* [Work instructions] The following data has a line with "Target: large tree canopy" and a line with "[[367, 131], [321, 649]]". Write out exactly those lines and all the lines between them.
-- Input for this task follows --
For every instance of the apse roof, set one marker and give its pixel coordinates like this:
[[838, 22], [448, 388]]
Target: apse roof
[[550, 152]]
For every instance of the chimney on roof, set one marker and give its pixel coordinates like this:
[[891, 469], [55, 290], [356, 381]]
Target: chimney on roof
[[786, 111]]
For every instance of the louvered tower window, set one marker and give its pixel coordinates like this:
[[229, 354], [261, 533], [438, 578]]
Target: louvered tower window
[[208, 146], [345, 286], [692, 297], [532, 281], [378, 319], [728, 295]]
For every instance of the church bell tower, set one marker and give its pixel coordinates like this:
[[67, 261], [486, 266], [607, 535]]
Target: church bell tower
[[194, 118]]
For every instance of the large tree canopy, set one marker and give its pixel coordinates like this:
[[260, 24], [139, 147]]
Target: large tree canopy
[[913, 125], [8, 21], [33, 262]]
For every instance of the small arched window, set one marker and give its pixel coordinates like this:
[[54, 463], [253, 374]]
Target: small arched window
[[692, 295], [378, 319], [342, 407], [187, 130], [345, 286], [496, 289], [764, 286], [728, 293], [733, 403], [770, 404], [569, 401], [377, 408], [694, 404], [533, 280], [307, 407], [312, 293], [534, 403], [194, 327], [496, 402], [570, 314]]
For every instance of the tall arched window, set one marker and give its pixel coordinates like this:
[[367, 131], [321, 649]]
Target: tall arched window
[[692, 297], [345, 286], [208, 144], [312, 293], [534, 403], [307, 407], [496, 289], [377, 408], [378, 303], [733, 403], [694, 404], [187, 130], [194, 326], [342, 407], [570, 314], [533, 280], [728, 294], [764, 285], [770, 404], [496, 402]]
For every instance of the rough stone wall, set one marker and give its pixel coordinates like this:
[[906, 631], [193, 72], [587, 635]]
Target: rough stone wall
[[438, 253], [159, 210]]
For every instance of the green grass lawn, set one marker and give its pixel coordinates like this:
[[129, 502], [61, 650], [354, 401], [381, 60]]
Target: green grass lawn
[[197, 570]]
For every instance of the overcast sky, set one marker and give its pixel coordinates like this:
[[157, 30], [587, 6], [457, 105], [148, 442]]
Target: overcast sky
-- Input for this task concluded --
* [Completed task]
Target: large tree canopy
[[913, 125], [8, 21], [33, 262]]
For every instance of the small arched window, set one marker and give its pixel coordinates like this:
[[54, 463], [253, 374]]
Target: small arched window
[[692, 295], [378, 319], [342, 407], [187, 130], [345, 286], [496, 289], [764, 286], [728, 293], [733, 403], [770, 404], [569, 401], [377, 408], [694, 404], [533, 280], [307, 407], [312, 293], [534, 403], [194, 327], [496, 402], [570, 314]]
For every instance of the tall arched window, set one marker and give its pixel coordinates like this:
[[367, 131], [321, 649]]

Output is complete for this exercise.